PAGE TEXT
▼▼▼

Longhorns Helping in the Fight Against COVID-19

As COVID-19 continues to impact our day-to-day lives like never before, many have found themselves in need of support from their communities. Whether it’s in Austin or on the other side of the world, here are a few ways Longhorns have stepped up to help.

Sam Ehlinger, Texas Football’s starting quarterback, launched a GoFundMe campaign to help with relief efforts both nationally and locally. He hopes to raise $1,000,000 in total, and mentions the Boys & Girls Club of America, the Central Texas Food Bank, and Austin Pets Alive as organizations he plans to assist. You can donate to his GoFundMe here.

 

UT Football head coach Tom Herman, MED ’00, Life Member, donated $10,000 to the Central Texas Food Bank a few weeks ago as part of a larger effort to support food banks during the pandemic. He sent Texas football’s director of player development Kevin Washington to deliver the gift.

 

To help shoppers know when items are back in stock at big local chain stores like Target and CVS, UT computer science students Rithwik Pattikonda and Darshan Bhatta launched Instok.org, a website designed to check store’s online inventories and tell users where they can find the items they need.

 

Trey Williams, BA ’93, Life Member, is working with Hays CISD on HaysHope2Go, a project that aims to alleviate hunger among students and employees in need of food while schools are closed. You can donate here.

 

 

Garrison Brothers Distillery, founded by Dan Garrison, BS ’89, Life Member, and Siete Family Foods—co-founded by siblings Miguel Garza, BBA ’09, JD ’12, and Veronica Garza, BA ’03— teamed up with Ponder Foods and Panache Development and Construction to deliver hand sanitizer to Dell Med.

▲▲▲

ENTRIES PROVIDED
▼▼▼

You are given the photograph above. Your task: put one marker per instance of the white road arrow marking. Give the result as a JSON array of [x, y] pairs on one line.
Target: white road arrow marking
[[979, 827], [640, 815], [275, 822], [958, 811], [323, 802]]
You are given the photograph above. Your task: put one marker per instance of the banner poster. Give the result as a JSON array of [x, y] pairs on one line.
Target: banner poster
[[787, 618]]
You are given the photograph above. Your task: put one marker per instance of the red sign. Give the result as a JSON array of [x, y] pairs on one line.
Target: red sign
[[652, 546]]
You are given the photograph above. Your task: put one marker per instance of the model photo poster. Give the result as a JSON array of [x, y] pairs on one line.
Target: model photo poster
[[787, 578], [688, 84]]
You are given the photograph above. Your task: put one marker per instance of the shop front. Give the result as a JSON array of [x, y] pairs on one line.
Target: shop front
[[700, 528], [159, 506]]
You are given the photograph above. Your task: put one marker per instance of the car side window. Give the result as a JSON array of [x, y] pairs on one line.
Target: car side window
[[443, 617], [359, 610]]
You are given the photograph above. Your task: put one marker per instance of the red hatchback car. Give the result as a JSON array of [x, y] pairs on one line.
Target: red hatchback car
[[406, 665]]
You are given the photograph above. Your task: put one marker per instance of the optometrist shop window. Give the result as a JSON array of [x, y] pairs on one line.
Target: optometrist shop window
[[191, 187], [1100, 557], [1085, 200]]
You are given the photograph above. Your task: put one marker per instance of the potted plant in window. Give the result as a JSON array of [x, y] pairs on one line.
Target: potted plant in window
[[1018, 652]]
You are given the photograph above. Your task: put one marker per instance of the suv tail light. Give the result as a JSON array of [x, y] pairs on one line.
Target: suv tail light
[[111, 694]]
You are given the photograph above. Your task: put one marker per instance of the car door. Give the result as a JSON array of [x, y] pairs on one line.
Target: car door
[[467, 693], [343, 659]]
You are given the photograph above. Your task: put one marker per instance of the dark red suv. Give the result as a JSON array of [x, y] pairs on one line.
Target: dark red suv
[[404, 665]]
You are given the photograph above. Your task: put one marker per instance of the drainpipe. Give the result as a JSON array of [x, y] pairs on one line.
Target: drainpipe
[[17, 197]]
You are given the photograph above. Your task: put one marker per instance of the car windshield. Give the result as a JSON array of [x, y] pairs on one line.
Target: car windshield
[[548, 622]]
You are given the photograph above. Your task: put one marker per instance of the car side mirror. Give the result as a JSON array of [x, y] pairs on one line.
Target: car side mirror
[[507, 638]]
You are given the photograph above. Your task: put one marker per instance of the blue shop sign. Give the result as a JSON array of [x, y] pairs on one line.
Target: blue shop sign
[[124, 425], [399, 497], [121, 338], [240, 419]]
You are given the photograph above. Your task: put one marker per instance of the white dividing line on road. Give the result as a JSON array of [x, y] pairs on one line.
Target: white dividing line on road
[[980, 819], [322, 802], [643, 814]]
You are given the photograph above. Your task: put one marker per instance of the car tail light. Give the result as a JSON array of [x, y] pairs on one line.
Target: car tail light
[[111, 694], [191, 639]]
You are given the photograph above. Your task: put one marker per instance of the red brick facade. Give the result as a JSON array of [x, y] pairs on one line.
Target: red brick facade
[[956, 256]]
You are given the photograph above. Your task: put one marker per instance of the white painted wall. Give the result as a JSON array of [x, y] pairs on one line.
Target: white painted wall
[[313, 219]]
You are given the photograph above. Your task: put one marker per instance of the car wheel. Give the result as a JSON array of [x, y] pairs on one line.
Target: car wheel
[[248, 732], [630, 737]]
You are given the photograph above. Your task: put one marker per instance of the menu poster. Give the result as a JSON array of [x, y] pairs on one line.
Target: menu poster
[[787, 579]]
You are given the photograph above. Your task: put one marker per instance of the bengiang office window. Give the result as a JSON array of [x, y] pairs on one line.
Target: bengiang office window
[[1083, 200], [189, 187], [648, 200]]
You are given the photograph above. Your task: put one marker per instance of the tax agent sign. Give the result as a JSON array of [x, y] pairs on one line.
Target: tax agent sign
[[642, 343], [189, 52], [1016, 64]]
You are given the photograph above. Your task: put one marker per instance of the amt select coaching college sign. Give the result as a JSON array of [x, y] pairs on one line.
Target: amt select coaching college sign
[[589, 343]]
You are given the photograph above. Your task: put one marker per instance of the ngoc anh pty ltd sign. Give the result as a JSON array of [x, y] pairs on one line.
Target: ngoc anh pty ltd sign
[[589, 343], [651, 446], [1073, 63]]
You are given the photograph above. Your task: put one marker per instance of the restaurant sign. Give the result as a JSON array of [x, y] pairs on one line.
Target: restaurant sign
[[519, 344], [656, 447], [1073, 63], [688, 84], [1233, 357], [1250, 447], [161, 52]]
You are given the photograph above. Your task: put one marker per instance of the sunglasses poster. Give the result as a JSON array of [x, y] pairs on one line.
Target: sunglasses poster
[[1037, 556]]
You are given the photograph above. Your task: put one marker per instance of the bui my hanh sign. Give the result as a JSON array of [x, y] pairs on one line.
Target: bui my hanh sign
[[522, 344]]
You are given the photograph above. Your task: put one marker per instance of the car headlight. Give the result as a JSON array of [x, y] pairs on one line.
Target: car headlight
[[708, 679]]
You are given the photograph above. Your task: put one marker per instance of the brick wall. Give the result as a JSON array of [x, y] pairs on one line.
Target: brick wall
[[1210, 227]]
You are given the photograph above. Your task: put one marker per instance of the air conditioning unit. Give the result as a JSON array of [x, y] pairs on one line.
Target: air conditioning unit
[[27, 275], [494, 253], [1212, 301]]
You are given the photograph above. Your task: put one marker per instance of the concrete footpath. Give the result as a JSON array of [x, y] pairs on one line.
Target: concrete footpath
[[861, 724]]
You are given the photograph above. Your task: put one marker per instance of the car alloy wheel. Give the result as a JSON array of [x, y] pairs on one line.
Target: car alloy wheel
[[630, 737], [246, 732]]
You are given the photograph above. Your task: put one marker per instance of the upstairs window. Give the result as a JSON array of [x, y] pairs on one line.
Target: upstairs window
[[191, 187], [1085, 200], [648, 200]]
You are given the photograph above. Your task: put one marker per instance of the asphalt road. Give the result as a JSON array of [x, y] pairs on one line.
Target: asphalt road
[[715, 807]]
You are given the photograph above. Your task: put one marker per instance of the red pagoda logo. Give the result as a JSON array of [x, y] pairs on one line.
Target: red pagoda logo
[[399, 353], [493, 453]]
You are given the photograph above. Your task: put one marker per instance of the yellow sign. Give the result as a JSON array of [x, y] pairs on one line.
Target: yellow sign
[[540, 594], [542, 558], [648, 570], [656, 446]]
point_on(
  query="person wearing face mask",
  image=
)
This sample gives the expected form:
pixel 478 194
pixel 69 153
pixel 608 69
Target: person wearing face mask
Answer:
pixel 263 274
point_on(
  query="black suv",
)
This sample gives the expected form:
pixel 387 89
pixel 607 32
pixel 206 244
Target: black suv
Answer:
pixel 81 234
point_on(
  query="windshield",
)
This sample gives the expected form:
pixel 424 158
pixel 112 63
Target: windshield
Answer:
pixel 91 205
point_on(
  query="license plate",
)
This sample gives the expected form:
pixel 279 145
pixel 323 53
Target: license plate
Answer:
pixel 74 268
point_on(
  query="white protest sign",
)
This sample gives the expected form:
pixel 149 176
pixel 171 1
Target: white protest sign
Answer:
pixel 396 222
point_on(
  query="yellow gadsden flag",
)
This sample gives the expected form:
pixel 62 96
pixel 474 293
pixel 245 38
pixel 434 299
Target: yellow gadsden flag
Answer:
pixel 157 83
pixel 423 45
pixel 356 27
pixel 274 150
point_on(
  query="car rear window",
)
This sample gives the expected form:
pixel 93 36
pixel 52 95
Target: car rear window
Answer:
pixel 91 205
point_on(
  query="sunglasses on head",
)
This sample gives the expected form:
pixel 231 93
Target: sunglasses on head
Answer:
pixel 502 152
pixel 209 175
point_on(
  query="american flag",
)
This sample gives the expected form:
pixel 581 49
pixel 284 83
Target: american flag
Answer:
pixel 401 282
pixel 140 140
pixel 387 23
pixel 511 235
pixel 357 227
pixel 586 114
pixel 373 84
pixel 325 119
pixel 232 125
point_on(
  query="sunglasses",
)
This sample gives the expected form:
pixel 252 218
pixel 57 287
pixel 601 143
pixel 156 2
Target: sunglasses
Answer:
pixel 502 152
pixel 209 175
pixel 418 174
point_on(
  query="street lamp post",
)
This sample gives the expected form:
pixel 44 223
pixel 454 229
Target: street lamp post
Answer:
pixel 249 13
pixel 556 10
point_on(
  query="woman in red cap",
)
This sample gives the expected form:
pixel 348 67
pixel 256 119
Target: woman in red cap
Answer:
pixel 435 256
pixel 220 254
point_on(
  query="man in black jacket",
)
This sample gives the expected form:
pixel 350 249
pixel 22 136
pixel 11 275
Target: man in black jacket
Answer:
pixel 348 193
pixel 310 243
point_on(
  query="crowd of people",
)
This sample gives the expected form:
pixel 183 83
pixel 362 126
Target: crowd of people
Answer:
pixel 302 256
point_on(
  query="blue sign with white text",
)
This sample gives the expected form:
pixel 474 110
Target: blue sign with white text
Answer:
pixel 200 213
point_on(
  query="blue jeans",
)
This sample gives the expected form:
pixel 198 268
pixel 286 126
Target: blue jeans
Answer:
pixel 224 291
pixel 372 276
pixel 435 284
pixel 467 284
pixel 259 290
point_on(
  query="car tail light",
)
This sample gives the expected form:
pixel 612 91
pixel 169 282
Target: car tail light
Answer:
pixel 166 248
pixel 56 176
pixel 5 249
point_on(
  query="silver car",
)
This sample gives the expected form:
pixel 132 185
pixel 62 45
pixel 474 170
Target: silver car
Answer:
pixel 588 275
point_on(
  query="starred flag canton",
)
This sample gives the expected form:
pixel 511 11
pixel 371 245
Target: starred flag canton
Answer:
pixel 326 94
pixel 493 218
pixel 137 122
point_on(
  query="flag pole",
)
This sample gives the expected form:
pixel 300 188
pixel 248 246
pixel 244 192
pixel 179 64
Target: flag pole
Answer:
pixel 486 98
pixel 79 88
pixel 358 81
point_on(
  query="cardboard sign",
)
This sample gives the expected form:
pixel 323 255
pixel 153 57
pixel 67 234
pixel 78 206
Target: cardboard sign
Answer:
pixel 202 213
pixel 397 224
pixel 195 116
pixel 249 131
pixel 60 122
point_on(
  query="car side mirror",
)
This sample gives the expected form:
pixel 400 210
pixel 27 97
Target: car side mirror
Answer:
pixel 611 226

▲▲▲

Can you copy the part of the Longhorns COVID-19 article starting with "Trey Williams, BA" and going on through "to Dell Med.", word for word?

TASK RESULT
Trey Williams, BA ’93, Life Member, is working with Hays CISD on HaysHope2Go, a project that aims to alleviate hunger among students and employees in need of food while schools are closed. You can donate here.

 

 

Garrison Brothers Distillery, founded by Dan Garrison, BS ’89, Life Member, and Siete Family Foods—co-founded by siblings Miguel Garza, BBA ’09, JD ’12, and Veronica Garza, BA ’03— teamed up with Ponder Foods and Panache Development and Construction to deliver hand sanitizer to Dell Med.